What is required
Note the line where "As a warehouse robot's perception module, locate coca-cola" appears in the data below; write it out exactly, along with every line that comes after it to the end.

Material for this exercise
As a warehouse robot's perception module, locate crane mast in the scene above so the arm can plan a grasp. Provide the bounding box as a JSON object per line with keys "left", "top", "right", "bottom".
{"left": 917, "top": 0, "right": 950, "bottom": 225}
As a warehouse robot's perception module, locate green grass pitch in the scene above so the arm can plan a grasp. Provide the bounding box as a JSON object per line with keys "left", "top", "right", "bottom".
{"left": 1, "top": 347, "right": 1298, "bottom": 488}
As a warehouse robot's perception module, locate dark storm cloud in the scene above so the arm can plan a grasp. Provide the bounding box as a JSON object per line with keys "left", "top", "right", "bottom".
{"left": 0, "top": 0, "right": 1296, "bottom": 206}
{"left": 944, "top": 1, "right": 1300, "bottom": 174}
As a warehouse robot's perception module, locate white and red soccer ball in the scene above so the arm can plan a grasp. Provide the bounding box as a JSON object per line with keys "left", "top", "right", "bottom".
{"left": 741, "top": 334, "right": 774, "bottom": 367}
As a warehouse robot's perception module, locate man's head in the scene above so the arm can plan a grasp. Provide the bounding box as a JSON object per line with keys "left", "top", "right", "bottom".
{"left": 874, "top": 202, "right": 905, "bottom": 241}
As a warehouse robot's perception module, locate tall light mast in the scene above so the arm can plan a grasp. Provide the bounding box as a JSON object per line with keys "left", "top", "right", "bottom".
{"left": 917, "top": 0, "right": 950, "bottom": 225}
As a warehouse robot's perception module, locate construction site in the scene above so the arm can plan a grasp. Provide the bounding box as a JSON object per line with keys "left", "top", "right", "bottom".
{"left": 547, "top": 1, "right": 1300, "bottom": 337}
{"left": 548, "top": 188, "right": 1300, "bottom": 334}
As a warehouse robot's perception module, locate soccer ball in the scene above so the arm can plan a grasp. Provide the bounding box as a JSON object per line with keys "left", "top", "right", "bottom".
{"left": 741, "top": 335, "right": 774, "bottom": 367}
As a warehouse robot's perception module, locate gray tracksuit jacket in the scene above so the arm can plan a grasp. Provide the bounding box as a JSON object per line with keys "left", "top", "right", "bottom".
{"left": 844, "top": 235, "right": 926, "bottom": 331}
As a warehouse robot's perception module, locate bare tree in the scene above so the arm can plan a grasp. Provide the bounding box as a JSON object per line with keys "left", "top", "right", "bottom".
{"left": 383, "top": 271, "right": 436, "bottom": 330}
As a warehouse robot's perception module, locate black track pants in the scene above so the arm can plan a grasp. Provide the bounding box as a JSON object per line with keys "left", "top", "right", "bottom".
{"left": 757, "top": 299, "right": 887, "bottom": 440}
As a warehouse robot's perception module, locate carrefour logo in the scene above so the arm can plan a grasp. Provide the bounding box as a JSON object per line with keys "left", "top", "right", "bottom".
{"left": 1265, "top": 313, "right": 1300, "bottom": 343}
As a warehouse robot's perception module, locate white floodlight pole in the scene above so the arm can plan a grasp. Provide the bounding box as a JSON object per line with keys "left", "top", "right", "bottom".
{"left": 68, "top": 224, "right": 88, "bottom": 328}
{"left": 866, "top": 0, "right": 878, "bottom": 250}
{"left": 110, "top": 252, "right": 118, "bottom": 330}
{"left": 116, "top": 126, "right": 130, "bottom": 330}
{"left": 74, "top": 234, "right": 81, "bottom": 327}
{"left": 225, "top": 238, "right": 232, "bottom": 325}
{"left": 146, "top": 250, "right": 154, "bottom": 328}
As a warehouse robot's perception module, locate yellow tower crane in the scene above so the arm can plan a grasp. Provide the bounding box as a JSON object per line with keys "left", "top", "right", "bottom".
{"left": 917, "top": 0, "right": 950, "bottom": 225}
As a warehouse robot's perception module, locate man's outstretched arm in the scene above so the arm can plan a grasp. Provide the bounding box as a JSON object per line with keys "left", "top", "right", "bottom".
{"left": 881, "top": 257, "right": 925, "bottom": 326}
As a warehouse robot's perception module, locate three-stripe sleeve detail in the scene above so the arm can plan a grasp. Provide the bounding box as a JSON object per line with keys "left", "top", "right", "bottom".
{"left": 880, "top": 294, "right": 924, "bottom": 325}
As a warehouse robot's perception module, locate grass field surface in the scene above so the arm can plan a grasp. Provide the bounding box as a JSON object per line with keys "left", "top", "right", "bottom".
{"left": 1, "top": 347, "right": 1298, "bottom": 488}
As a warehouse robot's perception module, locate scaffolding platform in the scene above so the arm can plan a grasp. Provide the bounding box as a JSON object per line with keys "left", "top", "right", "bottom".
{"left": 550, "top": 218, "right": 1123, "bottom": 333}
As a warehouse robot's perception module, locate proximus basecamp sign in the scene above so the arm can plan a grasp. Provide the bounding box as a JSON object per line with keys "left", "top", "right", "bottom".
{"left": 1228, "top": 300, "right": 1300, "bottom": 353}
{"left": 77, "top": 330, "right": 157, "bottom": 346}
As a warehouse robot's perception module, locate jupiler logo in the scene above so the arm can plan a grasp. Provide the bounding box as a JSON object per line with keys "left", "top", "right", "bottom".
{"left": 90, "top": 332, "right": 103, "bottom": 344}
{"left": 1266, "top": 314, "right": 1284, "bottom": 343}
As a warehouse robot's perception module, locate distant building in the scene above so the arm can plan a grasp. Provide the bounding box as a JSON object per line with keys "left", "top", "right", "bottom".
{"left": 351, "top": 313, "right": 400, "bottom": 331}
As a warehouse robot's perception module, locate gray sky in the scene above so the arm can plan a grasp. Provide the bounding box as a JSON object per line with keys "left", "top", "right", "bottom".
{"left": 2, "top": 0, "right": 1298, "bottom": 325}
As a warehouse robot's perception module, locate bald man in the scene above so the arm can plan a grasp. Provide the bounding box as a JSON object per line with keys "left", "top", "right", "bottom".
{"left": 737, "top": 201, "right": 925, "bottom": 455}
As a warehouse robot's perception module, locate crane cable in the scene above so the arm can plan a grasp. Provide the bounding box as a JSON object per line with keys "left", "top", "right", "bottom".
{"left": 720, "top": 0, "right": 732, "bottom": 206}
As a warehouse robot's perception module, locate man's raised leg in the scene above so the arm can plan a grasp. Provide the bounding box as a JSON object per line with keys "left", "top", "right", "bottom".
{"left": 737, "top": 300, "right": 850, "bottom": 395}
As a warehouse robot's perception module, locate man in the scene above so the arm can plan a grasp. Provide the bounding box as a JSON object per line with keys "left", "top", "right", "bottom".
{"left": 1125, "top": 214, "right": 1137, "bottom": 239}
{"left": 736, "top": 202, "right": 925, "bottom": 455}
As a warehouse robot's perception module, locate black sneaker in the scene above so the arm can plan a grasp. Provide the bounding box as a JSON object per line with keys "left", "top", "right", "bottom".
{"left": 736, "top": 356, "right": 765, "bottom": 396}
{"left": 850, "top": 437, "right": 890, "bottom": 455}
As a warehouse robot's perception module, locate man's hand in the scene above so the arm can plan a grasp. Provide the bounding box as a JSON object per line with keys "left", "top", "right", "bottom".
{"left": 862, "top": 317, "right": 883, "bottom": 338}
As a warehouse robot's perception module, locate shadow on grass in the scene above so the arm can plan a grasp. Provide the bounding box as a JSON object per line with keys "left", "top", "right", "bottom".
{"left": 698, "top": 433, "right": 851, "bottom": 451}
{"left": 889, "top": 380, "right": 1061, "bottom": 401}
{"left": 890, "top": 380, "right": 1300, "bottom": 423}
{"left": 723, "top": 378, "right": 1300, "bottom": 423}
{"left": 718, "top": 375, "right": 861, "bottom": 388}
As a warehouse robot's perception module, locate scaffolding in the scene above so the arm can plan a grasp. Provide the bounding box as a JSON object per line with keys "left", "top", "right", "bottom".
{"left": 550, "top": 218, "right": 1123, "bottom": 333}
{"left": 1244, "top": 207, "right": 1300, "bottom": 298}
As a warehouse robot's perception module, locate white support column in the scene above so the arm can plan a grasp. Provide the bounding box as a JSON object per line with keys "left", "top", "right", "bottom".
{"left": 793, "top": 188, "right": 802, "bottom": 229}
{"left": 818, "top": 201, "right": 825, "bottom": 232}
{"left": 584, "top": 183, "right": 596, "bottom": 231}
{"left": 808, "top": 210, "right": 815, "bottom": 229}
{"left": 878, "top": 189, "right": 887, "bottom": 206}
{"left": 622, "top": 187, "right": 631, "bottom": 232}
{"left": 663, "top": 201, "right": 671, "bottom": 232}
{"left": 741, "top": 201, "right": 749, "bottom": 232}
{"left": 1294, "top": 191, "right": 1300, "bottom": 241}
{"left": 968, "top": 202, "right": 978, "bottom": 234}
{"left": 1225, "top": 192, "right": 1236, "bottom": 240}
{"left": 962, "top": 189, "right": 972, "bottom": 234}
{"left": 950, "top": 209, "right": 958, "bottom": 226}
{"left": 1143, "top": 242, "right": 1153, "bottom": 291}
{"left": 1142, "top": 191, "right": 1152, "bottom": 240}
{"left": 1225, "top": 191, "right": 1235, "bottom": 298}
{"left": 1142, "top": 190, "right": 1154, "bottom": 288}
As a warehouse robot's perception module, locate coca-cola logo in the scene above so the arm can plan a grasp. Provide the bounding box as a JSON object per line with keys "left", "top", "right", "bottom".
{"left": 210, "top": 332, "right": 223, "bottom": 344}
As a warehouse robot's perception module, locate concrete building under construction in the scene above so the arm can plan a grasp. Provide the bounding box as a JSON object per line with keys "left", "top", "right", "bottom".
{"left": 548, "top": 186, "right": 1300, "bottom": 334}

Response to this exercise
As a warehouse robot's perception module, locate coca-cola logo in the scene above so the arm can plan a grasp. Provide the bounding box as a JSON object per line with keys "left", "top", "right", "bottom".
{"left": 210, "top": 332, "right": 223, "bottom": 344}
As a warehouse robot's perception module, locate concrete building under construction in the scene above so the arm can plan a grasp. Provide the bounding box as a JSON object per line with keys "left", "top", "right", "bottom".
{"left": 548, "top": 186, "right": 1300, "bottom": 334}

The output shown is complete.